__EXERCISE REQUIREMENTS__: Could you revise the records below so that every "a pin per instance" becomes "one pin for each instance", with everything else left as it is and the pictures omitted?

__SOURCE DATA__:
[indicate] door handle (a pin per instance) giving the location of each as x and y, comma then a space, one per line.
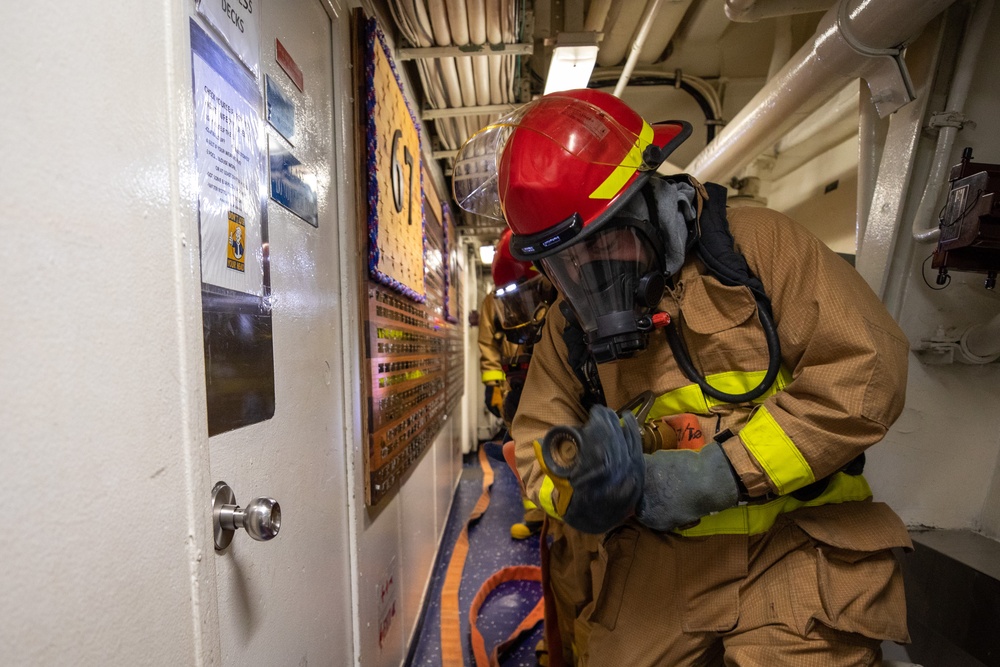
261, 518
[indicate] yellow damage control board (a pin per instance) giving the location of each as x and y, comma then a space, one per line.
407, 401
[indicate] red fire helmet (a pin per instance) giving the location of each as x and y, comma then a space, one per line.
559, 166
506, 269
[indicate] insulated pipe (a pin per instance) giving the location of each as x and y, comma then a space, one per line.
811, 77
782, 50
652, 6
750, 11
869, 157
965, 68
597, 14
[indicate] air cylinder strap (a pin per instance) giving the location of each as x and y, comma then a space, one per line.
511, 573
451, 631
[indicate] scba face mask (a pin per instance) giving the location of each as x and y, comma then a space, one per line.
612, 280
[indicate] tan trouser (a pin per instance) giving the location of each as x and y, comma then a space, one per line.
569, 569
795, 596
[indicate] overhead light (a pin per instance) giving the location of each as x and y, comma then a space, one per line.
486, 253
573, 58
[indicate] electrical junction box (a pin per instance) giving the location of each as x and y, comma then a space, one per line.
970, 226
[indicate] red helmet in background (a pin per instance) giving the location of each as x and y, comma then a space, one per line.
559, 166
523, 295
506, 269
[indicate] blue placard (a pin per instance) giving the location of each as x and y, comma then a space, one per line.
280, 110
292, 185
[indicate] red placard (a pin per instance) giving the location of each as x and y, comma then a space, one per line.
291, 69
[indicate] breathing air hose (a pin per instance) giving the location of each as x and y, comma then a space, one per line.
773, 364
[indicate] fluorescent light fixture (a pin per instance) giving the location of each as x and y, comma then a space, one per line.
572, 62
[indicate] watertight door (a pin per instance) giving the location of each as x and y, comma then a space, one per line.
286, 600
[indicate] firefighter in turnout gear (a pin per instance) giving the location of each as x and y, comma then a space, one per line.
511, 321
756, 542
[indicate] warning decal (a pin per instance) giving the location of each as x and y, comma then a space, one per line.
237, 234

__TASK OUTPUT__:
[indicate] door handle (one pin for each instance) giving the location of each as x and y, comma then a space, one per line.
261, 518
[indicate] yellow damage control board (one pin for each instance) giving the location of each as x and y, comma then a space, one per line.
407, 401
[indicate] red fire helmet (one pin for each instance) giving the location of each as x and y, comma then a space, one per line.
559, 166
506, 269
[indicate] insulated pipe (one pin for each instance) giving the location of each as x and y, comma then a space, one per line.
811, 77
782, 50
652, 6
750, 11
869, 157
965, 68
597, 14
[indicate] air cylinder strap (one pin for each instance) giving the location of each as x and y, comma then a space, one per line.
511, 573
451, 631
[indicate] scba face mask (one pin for each instance) giving the location of each as x and y, comma then a space, one per line.
612, 280
[indicate] tan trouser (one pin for each instance) giving the location of each as x and y, comma then a space, one per line.
569, 569
795, 596
[indicate] overhead light (one pin for each instance) giving the location of each as x and y, comma then a space, one per line.
486, 253
573, 58
[indicate] electrical junction box (one pin for each instance) giving the location of each as x and y, comma then a space, one per line.
970, 226
[indicate] red helmet in background (one pin for each instance) giving the location of each as x and y, comma then a space, one per line.
559, 166
523, 295
506, 269
[indicate] blue placard (one pin for each instance) giving the location of each as x and y, comma then a space, one per line.
280, 110
292, 185
[indicate] red placard (one pin for each instance) giving the location of each as x and y, comma then a space, one per line.
291, 69
[indicate] breathing air hose (one pin for each instance) giving the location of each as x and y, comma then a space, one per line.
773, 364
[indicate] fluorescent light fixture (one pin for each instance) giving the location of each as x and y, comma then a space, one per line.
572, 62
[indicate] watertight door (one pin for each instance) giving the location of each as x and y, comma then a space, one per line.
286, 600
[indicate] firefighter in turnout gear (one pin for each instance) giving the location of each as x and y, comma then a space, one per line.
511, 321
756, 542
[indicate] warning decal (one pin for each instance) giving the location of each as x and y, comma then a space, one per line.
237, 234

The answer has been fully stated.